Items from a dataset
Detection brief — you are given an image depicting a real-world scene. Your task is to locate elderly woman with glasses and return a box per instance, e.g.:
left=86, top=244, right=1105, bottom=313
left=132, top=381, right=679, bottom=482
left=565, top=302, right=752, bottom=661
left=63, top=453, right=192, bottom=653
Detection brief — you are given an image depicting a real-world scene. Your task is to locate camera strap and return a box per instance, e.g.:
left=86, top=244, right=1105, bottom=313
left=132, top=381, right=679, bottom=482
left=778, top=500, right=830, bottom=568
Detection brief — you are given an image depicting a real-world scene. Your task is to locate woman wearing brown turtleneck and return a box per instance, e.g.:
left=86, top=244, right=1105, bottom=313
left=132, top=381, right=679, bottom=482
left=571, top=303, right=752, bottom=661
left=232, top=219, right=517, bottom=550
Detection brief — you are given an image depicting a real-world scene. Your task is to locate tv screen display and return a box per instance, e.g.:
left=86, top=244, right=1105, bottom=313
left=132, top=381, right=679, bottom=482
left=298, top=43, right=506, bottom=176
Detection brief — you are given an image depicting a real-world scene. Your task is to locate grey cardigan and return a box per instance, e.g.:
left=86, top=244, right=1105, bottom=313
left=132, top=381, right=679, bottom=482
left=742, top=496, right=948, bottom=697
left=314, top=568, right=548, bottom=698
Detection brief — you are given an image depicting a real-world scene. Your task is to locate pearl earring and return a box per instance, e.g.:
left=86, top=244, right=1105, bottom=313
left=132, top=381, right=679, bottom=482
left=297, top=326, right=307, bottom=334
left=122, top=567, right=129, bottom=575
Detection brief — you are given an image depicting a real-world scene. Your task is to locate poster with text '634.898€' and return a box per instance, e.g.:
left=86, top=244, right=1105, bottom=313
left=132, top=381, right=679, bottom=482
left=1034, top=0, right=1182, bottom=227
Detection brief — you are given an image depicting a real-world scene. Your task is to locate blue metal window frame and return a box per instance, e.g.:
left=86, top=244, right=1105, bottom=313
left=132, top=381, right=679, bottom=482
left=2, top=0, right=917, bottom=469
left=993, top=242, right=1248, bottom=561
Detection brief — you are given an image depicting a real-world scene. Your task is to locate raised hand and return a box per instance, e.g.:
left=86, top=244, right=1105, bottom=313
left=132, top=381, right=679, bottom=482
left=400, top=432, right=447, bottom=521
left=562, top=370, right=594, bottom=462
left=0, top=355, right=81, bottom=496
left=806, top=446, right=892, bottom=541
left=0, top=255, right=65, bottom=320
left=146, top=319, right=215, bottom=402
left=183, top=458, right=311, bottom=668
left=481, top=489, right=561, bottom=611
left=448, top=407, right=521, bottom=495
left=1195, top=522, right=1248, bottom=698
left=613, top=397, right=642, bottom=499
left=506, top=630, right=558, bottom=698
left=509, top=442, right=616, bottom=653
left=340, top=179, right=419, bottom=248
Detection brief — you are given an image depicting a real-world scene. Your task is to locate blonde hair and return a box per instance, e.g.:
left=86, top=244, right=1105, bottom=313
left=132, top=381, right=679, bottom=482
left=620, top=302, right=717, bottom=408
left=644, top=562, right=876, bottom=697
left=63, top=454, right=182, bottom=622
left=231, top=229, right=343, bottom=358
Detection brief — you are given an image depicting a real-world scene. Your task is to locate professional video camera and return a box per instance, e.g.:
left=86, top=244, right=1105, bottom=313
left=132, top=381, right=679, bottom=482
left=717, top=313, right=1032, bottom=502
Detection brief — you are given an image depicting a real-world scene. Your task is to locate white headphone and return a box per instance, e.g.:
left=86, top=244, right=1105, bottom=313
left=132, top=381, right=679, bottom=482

**WORK ITEM**
Find the line that contains "to locate white". Write out that line and every line after it through the end of the data, exactly, and nothing else.

**TASK SOLUTION**
Detection brief — you are given an image depicting a real-world scene. Your task is to locate white headphone and return a box per instance, e.g.:
left=86, top=244, right=1105, bottom=313
left=132, top=381, right=679, bottom=482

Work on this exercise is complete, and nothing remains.